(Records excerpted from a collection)

====

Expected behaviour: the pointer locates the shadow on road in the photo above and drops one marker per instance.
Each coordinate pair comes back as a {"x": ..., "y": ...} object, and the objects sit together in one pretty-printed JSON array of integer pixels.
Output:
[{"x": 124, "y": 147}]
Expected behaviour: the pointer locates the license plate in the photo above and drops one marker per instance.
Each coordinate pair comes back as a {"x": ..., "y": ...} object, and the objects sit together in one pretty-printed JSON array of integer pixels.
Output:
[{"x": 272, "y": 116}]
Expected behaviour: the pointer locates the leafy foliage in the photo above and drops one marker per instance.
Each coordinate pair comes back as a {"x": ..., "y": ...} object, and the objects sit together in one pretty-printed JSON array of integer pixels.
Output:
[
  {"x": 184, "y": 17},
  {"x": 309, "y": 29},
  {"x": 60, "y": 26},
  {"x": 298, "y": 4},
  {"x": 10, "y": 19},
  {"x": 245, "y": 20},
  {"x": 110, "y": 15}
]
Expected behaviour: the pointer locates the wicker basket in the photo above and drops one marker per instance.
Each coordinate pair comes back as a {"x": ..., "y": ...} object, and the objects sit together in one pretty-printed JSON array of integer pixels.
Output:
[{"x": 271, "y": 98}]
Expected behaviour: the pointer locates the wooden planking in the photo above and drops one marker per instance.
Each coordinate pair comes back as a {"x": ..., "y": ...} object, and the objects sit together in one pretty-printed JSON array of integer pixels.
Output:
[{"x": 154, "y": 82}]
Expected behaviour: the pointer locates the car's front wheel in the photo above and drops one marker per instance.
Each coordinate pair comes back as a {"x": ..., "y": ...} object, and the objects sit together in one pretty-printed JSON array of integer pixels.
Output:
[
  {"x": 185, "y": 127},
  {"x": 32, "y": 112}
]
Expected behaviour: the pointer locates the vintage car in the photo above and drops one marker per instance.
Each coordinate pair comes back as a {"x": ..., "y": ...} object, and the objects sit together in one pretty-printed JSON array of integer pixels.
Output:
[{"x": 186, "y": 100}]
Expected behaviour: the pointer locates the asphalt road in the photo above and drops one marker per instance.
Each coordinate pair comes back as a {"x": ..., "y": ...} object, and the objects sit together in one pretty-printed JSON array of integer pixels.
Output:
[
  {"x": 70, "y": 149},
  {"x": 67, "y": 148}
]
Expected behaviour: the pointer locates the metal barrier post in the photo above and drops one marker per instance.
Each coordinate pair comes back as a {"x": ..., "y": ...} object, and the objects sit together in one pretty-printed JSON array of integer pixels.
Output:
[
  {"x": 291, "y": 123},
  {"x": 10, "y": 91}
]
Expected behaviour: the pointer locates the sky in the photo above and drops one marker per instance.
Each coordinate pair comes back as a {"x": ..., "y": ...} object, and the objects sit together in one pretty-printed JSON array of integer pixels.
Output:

====

Each line that includes the string "road" should be copied from the data.

Answer section:
Expected behaviour: the pointer locates the shadow on road in the photo above and drops one marker per instance.
Expected behaviour: the pointer locates the asphalt road in the photo above and drops one marker per instance.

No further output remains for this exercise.